# Exercise requirements:
In the forum reply on FreeBSD module load order, transcribe the portion that begins at the words containing "acpi uses DRIVER_MODULE" and ends with "use DRIVER_MODULE, i.e.".

— start Text to read —

Try DRIVER_MODULE(9) instead of DECLARE_MODULE(9).

acpi uses DRIVER_MODULE
http://fxr.watson.org/fxr/source/dev/acpica/acpi.c?im=bigexcerpts#L229
so that, sysinit_sub_id is SI_SUB_DRIVERS
http://fxr.watson.org/fxr/source/sys/bus.h?im=10#L615
You use SI_SUB_KLD.
SI_SUB_DRIVERS=0x3100000
SI_SUB_KLD=0x2000000
http://fxr.watson.org/fxr/source/sys/kernel.h#L70
Your module will be loaded before freebsd acip and before acpi_mutex being initialized. (yet acpi_mutex is defined http://fxr.watson.org/fxr/source/dev/acpica/acpi.c?im=bigexcerpts#L95, fault address isn't NULL. It is most likely leftover garbage bits.)

I'm not acpi expert, but USB drivers use DRIVER_MODULE, i.e.

— end Text to read —
— start Data records —

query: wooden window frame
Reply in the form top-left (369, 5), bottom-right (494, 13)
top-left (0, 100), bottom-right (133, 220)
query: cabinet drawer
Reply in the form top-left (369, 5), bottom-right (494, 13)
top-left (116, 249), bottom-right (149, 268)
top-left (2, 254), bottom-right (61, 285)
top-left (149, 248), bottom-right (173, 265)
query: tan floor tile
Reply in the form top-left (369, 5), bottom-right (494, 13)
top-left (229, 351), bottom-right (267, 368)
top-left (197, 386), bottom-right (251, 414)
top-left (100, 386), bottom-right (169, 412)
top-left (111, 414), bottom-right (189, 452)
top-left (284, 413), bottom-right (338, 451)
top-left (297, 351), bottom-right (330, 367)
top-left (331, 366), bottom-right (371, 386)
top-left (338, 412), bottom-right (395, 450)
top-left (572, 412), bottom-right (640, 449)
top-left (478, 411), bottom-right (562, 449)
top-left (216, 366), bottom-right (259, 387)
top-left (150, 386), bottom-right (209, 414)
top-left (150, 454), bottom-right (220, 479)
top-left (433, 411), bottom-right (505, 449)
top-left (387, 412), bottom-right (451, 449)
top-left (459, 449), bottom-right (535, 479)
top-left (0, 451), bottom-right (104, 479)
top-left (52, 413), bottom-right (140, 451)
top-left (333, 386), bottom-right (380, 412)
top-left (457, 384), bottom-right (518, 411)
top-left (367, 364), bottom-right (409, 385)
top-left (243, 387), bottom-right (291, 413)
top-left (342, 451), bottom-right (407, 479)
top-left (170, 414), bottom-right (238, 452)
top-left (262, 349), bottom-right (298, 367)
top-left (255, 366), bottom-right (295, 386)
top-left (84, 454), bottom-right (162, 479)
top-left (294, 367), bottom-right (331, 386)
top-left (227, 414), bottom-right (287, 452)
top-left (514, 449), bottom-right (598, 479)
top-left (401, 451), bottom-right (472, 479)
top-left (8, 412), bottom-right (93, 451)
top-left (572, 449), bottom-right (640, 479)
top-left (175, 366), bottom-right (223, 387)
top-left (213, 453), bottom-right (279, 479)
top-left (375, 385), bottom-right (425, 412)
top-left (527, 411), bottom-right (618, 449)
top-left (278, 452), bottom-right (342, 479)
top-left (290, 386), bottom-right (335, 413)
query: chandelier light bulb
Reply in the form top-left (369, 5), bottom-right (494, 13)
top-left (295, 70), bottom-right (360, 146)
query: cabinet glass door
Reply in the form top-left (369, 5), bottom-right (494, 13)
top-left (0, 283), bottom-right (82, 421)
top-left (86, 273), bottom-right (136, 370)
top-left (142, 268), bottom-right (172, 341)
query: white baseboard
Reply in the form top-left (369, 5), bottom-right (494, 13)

— end Data records —

# Problem solution:
acpi uses DRIVER_MODULE
http://fxr.watson.org/fxr/source/dev/acpica/acpi.c?im=bigexcerpts#L229
so that, sysinit_sub_id is SI_SUB_DRIVERS
http://fxr.watson.org/fxr/source/sys/bus.h?im=10#L615
You use SI_SUB_KLD.
SI_SUB_DRIVERS=0x3100000
SI_SUB_KLD=0x2000000
http://fxr.watson.org/fxr/source/sys/kernel.h#L70
Your module will be loaded before freebsd acip and before acpi_mutex being initialized. (yet acpi_mutex is defined http://fxr.watson.org/fxr/source/dev/acpica/acpi.c?im=bigexcerpts#L95, fault address isn't NULL. It is most likely leftover garbage bits.)

I'm not acpi expert, but USB drivers use DRIVER_MODULE, i.e.